## PROVIDED TEXT

»»

Update utils/psychrometrics.py

utils/psychrometrics.py

@@ -1,6 +1,7 @@
 """
 Psychrometric module for HVAC Load Calculator.
 This module implements psychrometric calculations for air properties.
+Reference: ASHRAE Handbook—Fundamentals (2017), Chapter 1.
 """
 
 from typing import Dict, List, Any, Optional, Tuple
@@ -19,10 +20,31 @@ GAS_CONSTANT_WATER_VAPOR = UNIVERSAL_GAS_CONSTANT / WATER_MOLECULAR_WEIGHT  # J/
 class Psychrometrics:
     """Class for psychrometric calculations."""
     
+    @staticmethod
+    def validate_inputs(t_db: float, rh: Optional[float] = None, p_atm: Optional[float] = None) -> None:
+        """
+        Validate input parameters for psychrometric calculations.
+        
+        Args:
+            t_db: Dry-bulb temperature in °C
+            rh: Relative humidity in % (0-100), optional
+            p_atm: Atmospheric pressure in Pa, optional
+            
+        Raises:
+            ValueError: If inputs are invalid
+        """
+        if not -50 <= t_db <= 60:
+            raise ValueError(f"Temperature {t_db}°C must be between -50°C and 60°C")
+        if rh is not None and not 0 <= rh <= 100:
+            raise ValueError(f"Relative humidity {rh}% must be between 0 and 100%")
+        if p_atm is not None and p_atm <= 0:
+            raise ValueError(f"Atmospheric pressure {p_atm} Pa must be positive")
+
     @staticmethod
     def saturation_pressure(t_db: float) -> float:
         """
         Calculate saturation pressure of water vapor.

««

## WORK TO COMPLETE
(a) Retype the part of the diff from "Update utils/psychrometrics.py" up to and including "for air properties.".
(b) Using the diff, answer yes or no to each statement and quote the words that decide it: (i) the new validation method rejects a dry-bulb temperature of 70°C; (ii) the relative humidity argument must always be supplied; (iii) the added reference cites the 2017 edition of the ASHRAE Handbook—Fundamentals.

## AVAILABLE DATA
»»

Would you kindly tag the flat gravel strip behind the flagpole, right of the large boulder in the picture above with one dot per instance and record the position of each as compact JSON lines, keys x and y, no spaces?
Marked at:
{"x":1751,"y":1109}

««

## ANSWERS PER TASK
(a)
Update utils/psychrometrics.py

utils/psychrometrics.py

@@ -1,6 +1,7 @@
 """
 Psychrometric module for HVAC Load Calculator.
 This module implements psychrometric calculations for air properties.

(b)
(i) Yes: "Temperature {t_db}°C must be between -50°C and 60°C"
(ii) No: "rh: Relative humidity in % (0-100), optional"
(iii) Yes: "Reference: ASHRAE Handbook—Fundamentals (2017), Chapter 1."